#### [INSTRUCTION]
Repeat every line of the records below word for word, omitting the pictures.

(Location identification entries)
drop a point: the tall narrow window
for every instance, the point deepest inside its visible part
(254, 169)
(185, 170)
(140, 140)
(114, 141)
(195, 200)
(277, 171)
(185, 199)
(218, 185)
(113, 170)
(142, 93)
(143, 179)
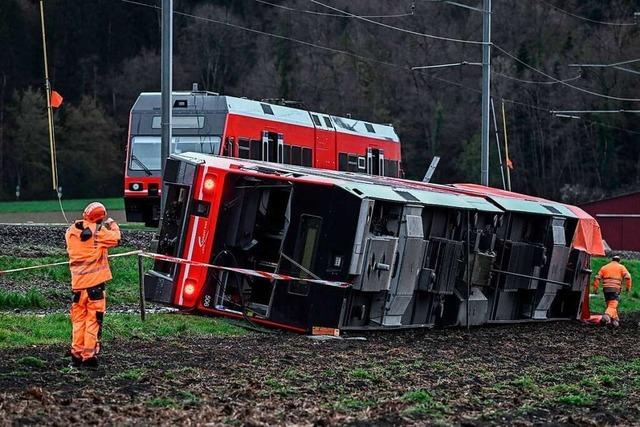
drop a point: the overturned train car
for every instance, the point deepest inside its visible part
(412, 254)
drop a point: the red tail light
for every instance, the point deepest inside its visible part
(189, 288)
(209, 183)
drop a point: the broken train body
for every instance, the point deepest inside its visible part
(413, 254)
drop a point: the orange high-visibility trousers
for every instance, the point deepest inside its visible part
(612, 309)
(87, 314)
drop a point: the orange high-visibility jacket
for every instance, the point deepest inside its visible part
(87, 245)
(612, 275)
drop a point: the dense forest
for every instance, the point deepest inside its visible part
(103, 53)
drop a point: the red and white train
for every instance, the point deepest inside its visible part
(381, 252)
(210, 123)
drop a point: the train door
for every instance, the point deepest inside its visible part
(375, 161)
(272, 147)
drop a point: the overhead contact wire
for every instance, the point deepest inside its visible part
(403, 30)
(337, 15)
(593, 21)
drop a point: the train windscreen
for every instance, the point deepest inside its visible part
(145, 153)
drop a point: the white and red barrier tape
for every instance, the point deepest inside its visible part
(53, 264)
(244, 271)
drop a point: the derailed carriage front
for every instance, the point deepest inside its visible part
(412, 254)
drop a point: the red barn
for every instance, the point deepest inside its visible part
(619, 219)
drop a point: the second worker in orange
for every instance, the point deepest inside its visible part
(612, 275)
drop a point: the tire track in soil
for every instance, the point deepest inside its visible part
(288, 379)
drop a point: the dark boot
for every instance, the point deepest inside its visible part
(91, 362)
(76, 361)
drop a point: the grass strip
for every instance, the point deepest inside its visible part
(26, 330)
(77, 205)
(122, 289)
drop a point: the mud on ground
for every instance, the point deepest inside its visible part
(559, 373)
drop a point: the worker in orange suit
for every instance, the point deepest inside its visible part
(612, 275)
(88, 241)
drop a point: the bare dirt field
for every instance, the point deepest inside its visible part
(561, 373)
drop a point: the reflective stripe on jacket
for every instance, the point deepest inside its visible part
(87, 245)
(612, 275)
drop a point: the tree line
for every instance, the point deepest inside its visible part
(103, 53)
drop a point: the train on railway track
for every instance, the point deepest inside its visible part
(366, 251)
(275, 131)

#### [OUTPUT OF THE EXERCISE]
drop a point: the tall narrow window
for every instance, the point deepest inside its visible part
(254, 169)
(185, 170)
(140, 140)
(114, 141)
(195, 200)
(277, 171)
(185, 199)
(218, 185)
(113, 170)
(142, 93)
(143, 179)
drop a point: the overturned train car
for every instance, the point deepest inside its visible part
(412, 254)
drop a point: the red tail light
for every instance, the point deepest inside its visible part
(189, 288)
(209, 183)
drop a point: the broken train body
for every instance, the point deepest inside its visible part
(413, 254)
drop a point: the orange high-visibility trousers
for every instance, the point deepest inside its visible part
(612, 309)
(87, 314)
drop a point: the orange high-visibility jacket
for every instance, the point deepest inside its visible part
(87, 245)
(612, 275)
drop a point: the dense forest
for every instance, the point deepest inside its visible part
(103, 53)
drop a point: the red and white train
for every instance, the point deepest inside its visible part
(381, 252)
(210, 123)
drop a point: the train door
for every instance, the point deepest inside its visible part
(375, 161)
(272, 147)
drop a point: the overhead contact wire
for every instance, the point deepest inside its visible part
(403, 30)
(337, 15)
(593, 21)
drop a point: the train windscreen
for every instance, the point deepest inside its visible part
(145, 153)
drop a point: the white and red barrier tape
for every instance, the point deepest inside its visible part
(53, 264)
(244, 271)
drop a point: the derailed carriage front
for every instance, the point deepest inside its visible part
(412, 254)
drop a point: the red barn
for every instance, the point deepest inside its visible part
(619, 219)
drop a point: the second worker in orange
for every instance, the point deepest inside its visible part
(612, 275)
drop a point: the tire track in soil
for every instance, the point deepest inside its visible part
(288, 379)
drop a point: the dark boot
for every instance, the point deepest inside its visible part
(91, 362)
(76, 361)
drop a point: the grass strip
for every instance, the point deepest inside its visible part
(26, 330)
(77, 205)
(122, 289)
drop a point: the mud on ground
for every instance, the point deepest inside its visible part
(559, 373)
drop a point: the worker in orange suit
for every instance, the point deepest inside its visible part
(612, 275)
(88, 241)
drop a point: the bare dirt field
for every instance, the point deepest inside its visible part
(561, 373)
drop a point: the reflective stripe on jacket
for every instance, the point deepest inside its visible part
(87, 245)
(612, 275)
drop a point: the tree line
for every instance, the point deepest inside its visible part
(103, 53)
drop a point: the train on railway track
for every instance, the point deepest inside its visible part
(366, 251)
(275, 131)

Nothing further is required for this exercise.